TASK REQUIREMENTS:
Update the lines below by changing every "neighboring" to "adjacent" and leaving all else unchanged.

--- Start of MATERIAL FOR THIS EXERCISE ---

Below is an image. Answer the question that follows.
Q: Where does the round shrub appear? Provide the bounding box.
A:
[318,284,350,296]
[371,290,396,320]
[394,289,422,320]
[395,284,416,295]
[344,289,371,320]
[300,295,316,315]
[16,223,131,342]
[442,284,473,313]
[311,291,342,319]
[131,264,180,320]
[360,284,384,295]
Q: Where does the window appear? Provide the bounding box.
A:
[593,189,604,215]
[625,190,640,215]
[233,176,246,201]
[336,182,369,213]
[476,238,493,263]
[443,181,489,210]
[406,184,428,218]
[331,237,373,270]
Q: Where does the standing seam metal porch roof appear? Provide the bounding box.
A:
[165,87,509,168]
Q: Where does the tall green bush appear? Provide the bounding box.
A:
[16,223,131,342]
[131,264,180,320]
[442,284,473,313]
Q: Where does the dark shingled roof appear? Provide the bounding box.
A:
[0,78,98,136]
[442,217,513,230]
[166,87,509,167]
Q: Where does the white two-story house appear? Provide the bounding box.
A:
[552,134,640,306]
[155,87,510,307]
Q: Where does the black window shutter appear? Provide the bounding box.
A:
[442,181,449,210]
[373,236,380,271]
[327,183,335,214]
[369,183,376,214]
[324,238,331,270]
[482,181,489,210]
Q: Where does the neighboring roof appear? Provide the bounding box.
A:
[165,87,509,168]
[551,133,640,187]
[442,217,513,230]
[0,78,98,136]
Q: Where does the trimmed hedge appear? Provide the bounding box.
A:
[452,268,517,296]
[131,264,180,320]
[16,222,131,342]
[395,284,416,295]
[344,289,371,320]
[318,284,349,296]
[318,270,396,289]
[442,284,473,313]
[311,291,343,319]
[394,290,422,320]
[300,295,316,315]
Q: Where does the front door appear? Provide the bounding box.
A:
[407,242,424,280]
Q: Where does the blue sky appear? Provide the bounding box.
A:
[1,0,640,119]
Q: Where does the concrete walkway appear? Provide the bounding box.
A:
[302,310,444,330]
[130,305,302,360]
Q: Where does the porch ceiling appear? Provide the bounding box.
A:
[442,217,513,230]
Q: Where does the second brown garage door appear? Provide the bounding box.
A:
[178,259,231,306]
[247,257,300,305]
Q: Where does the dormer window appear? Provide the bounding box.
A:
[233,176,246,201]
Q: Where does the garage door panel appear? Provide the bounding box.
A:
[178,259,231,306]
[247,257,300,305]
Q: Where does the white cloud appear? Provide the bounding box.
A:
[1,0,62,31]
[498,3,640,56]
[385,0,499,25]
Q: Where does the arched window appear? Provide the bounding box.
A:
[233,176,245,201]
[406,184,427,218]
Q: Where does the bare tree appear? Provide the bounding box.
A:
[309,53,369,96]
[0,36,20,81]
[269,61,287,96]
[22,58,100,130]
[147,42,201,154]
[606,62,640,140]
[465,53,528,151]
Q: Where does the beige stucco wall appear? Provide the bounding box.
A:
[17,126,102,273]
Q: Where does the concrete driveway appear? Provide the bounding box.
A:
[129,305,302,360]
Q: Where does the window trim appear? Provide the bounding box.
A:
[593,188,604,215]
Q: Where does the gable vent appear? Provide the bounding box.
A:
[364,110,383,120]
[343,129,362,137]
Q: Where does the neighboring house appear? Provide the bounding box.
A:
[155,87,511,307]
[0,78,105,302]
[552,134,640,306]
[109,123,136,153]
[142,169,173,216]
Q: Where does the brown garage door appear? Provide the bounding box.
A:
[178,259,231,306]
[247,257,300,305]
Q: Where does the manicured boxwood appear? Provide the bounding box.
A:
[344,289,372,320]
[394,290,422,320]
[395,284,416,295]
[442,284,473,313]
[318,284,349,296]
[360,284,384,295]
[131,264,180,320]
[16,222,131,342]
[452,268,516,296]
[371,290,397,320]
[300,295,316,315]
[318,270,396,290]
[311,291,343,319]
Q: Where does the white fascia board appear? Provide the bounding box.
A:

--- End of MATERIAL FOR THIS EXERCISE ---

EXERCISE ANSWER:
Below is an image. Answer the question that follows.
Q: Where does the round shrub appear? Provide the bounding box.
A:
[318,284,350,296]
[371,290,396,320]
[394,289,422,320]
[395,284,416,295]
[344,289,371,320]
[300,295,316,315]
[16,223,131,342]
[442,284,473,313]
[311,291,342,319]
[131,264,180,320]
[360,284,384,295]
Q: Where does the window appear? Provide the bounding box.
A:
[593,189,604,215]
[625,190,640,215]
[233,176,246,201]
[336,182,369,213]
[476,238,493,263]
[443,181,489,210]
[406,184,428,218]
[331,237,373,270]
Q: Where does the standing seam metal porch roof appear? Provide the bounding box.
A:
[165,87,509,168]
Q: Where does the tall green bush appear? Provide the bounding box.
A:
[16,223,131,342]
[131,264,180,320]
[442,284,473,313]
Q: Where does the dark shingled roof appear? Provide the bounding box.
A:
[0,78,98,136]
[442,217,513,230]
[166,87,509,167]
Q: Where does the white two-story house appear? Provide the bounding box.
A:
[552,134,640,306]
[155,87,510,307]
Q: Where does the black window shutter appear? Provide the bounding box.
A:
[442,181,449,210]
[373,236,380,271]
[327,183,335,214]
[369,183,376,214]
[324,238,331,270]
[482,181,489,210]
Q: Where does the adjacent roof appear? Provide the bounding box.
A:
[165,87,509,168]
[551,133,640,187]
[442,217,513,230]
[0,78,98,136]
Q: Where does the trimmed hedge appear? Provide the bounding box.
A:
[452,268,517,296]
[131,264,180,320]
[16,222,131,342]
[395,284,416,295]
[344,289,371,320]
[318,284,349,296]
[318,270,396,289]
[442,284,473,313]
[311,291,343,319]
[394,290,422,320]
[300,295,316,315]
Q: Where does the front door appear? Provide the bounding box.
A:
[407,242,424,280]
Q: Where does the blue sky appear? Provide the bounding box.
A:
[1,0,640,119]
Q: Where does the concrete walkway appear? Provide the bounding box.
A:
[302,310,444,330]
[130,305,302,360]
Q: Where does the porch ceiling appear? Provide the bounding box.
A:
[442,217,513,230]
Q: Where does the second brown garage door appear? Provide the bounding box.
A:
[178,259,231,306]
[247,257,300,305]
Q: Where does the dormer window appear? Provide the bounding box.
A:
[233,176,246,201]
Q: Where does the garage door panel appear? Provide the bounding box.
A:
[178,259,231,306]
[247,257,300,305]
Q: Where does the white cloud appear? Provide the bounding box.
A:
[1,0,62,31]
[498,3,640,56]
[385,0,499,25]
Q: Where does the arched window appear? Provide the bounding box.
A:
[233,176,245,201]
[406,184,427,218]
Q: Where does the bare tree appear? Provide the bounding box.
A:
[309,53,369,96]
[0,36,20,81]
[269,61,287,96]
[22,58,100,130]
[147,42,201,154]
[606,62,640,140]
[465,53,528,151]
Q: Where does the beige stucco wall appear? Provide the bounding box.
A:
[17,126,102,273]
Q: Where does the concrete driveway appear? Provide the bounding box.
A:
[129,305,302,360]
Q: Where does the window trim appear? Provide the bounding box.
A:
[593,188,604,215]
Q: Where does the gable vent appear? Provide the bounding box.
A:
[364,110,383,120]
[343,129,362,137]
Q: Where does the adjacent house appear? Provide the bounding box.
A:
[155,87,511,307]
[0,78,105,302]
[552,134,640,306]
[109,123,136,153]
[142,169,173,216]
Q: Where does the brown garage door appear? Provide the bounding box.
A:
[178,259,231,306]
[247,257,300,305]
Q: Where does the manicured boxwood appear? Provide the bounding box.
A:
[344,289,372,320]
[394,290,422,320]
[395,284,416,295]
[442,284,473,313]
[318,284,349,296]
[360,284,384,295]
[131,264,180,320]
[16,222,131,342]
[452,268,516,296]
[371,290,397,320]
[300,295,316,315]
[318,270,396,290]
[311,291,343,319]
Q: Where does the white fascia board appear? Provide the bounding box.
A:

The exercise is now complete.